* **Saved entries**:
>>>>

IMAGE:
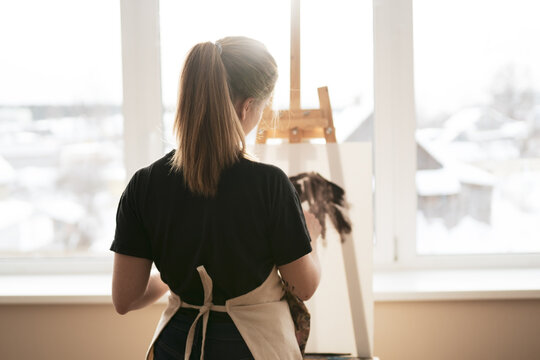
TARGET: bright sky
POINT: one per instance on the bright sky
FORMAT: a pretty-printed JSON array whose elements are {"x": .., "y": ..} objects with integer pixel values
[
  {"x": 62, "y": 51},
  {"x": 460, "y": 45}
]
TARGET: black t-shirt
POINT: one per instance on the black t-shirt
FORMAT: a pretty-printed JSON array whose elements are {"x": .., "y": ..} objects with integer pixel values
[{"x": 254, "y": 222}]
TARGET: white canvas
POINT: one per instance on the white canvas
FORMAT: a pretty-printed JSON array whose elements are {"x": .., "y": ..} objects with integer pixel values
[{"x": 336, "y": 326}]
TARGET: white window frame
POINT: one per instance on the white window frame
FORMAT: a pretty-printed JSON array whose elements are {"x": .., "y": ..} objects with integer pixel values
[
  {"x": 395, "y": 152},
  {"x": 142, "y": 110}
]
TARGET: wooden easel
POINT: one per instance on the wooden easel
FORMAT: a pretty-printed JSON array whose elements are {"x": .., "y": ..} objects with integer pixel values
[{"x": 299, "y": 124}]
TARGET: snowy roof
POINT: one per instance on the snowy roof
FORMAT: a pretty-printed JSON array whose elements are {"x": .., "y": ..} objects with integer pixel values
[{"x": 437, "y": 182}]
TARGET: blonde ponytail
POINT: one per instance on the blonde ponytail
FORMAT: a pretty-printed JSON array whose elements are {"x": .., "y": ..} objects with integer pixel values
[{"x": 209, "y": 134}]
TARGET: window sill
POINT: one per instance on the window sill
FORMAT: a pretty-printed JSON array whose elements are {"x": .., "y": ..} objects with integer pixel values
[
  {"x": 458, "y": 284},
  {"x": 417, "y": 285}
]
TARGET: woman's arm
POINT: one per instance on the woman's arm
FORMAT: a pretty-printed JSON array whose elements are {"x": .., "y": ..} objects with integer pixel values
[
  {"x": 303, "y": 275},
  {"x": 132, "y": 286}
]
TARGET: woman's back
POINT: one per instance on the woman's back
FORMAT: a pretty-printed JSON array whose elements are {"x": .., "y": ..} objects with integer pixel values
[{"x": 250, "y": 225}]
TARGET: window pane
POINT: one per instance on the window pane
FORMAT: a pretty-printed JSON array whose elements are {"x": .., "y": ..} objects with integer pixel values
[
  {"x": 61, "y": 161},
  {"x": 477, "y": 79},
  {"x": 336, "y": 52}
]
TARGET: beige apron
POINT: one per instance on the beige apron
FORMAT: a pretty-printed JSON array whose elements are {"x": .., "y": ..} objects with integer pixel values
[{"x": 262, "y": 318}]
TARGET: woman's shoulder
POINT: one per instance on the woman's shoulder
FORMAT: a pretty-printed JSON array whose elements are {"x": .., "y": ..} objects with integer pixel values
[{"x": 266, "y": 170}]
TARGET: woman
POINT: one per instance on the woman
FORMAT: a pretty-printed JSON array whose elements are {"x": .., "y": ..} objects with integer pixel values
[{"x": 216, "y": 224}]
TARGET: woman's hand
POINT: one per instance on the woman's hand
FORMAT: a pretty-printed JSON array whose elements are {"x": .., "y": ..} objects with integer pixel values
[{"x": 314, "y": 227}]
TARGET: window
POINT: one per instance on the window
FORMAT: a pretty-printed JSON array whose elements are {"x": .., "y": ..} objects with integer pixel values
[
  {"x": 477, "y": 87},
  {"x": 61, "y": 155},
  {"x": 336, "y": 41}
]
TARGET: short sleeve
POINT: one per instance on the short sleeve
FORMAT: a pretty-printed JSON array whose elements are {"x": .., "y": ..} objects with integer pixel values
[
  {"x": 130, "y": 237},
  {"x": 290, "y": 237}
]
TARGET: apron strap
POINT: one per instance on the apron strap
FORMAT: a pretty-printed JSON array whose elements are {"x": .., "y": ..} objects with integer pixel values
[{"x": 204, "y": 311}]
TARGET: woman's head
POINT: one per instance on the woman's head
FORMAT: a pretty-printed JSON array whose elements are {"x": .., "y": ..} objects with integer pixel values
[{"x": 223, "y": 89}]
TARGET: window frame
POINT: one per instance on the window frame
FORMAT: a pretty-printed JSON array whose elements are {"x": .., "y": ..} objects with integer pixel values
[{"x": 394, "y": 150}]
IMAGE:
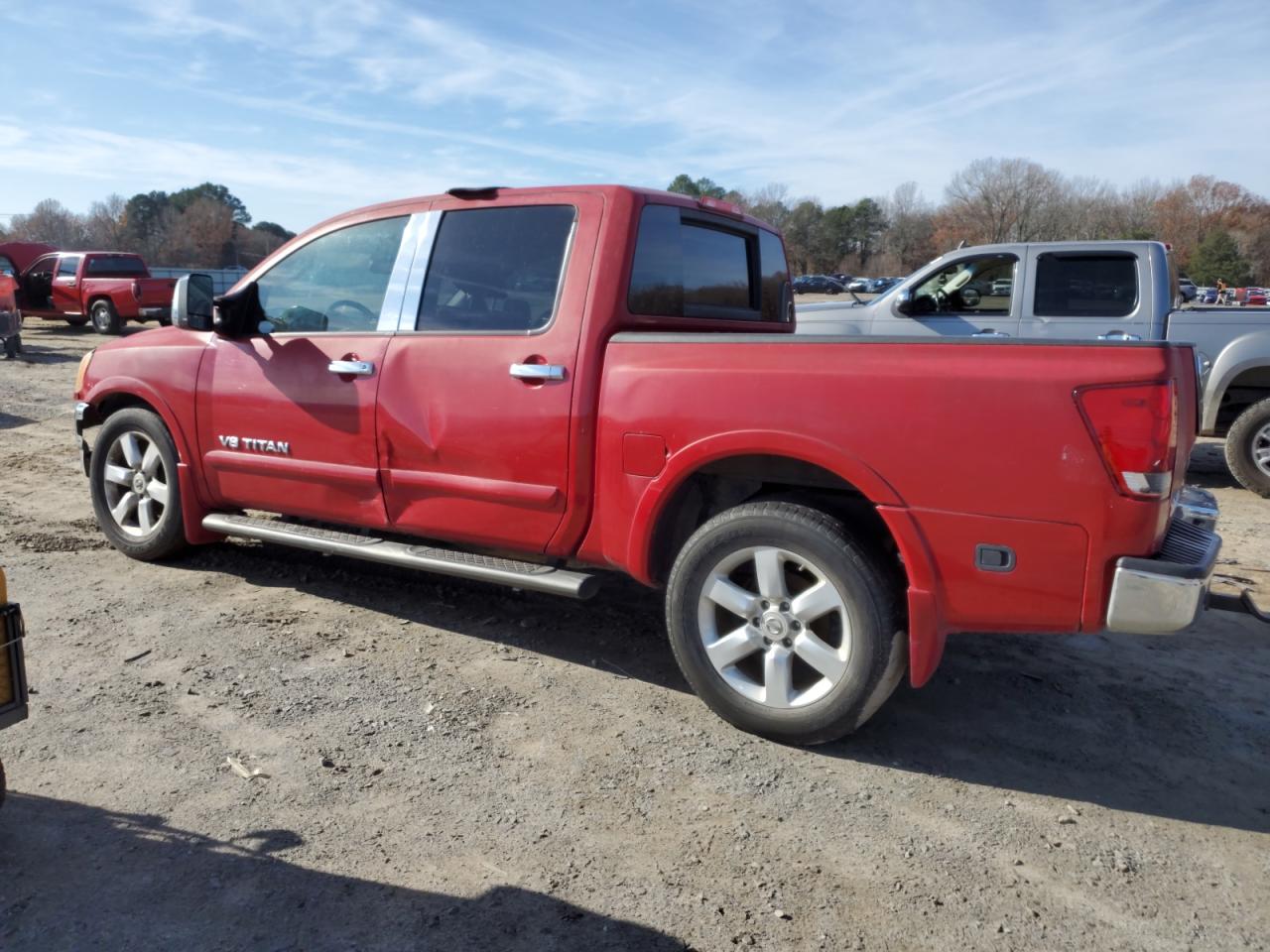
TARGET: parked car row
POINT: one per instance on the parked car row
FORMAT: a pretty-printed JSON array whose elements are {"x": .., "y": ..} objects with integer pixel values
[
  {"x": 1084, "y": 290},
  {"x": 841, "y": 284},
  {"x": 1233, "y": 298},
  {"x": 108, "y": 289}
]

<<<<

* **TASK STATEMENT**: Write down again, exactly as given, only the lines above that fall from the line with "TARGET: bright sky" to the line with "POINT: one per instance on the snowy roof", inclusive.

* **OUTPUT OF THE EXERCISE**:
TARGET: bright sky
POINT: one per instance on the bright sky
FORMAT: a pretty-printed JSON array whose elements are {"x": .., "y": ..} objects with integer pixel values
[
  {"x": 62, "y": 51},
  {"x": 460, "y": 45}
]
TARGET: black t-shirt
POINT: one per instance on the black t-shirt
FORMAT: a pretty-printed JSON array whose elements are {"x": .., "y": ..} objects with integer pixel values
[{"x": 254, "y": 222}]
TARGET: white canvas
POINT: one per instance on the white canvas
FORMAT: a pretty-printed JSON array whose elements are {"x": .., "y": ..} objects with integer pixel values
[{"x": 336, "y": 326}]
TARGET: white window frame
POINT: one per instance on the white window frame
FORMAT: a pretty-printed JSON array whose elements are {"x": .., "y": ..} objects with integer pixel values
[
  {"x": 395, "y": 152},
  {"x": 142, "y": 110}
]
TARGET: wooden easel
POINT: one per instance on the wooden easel
FORMAT: a pretty-printed JSON array whose elements are {"x": .., "y": ..} objects with integer pixel values
[{"x": 299, "y": 124}]
TARGET: snowy roof
POINT: one per instance on the snowy roof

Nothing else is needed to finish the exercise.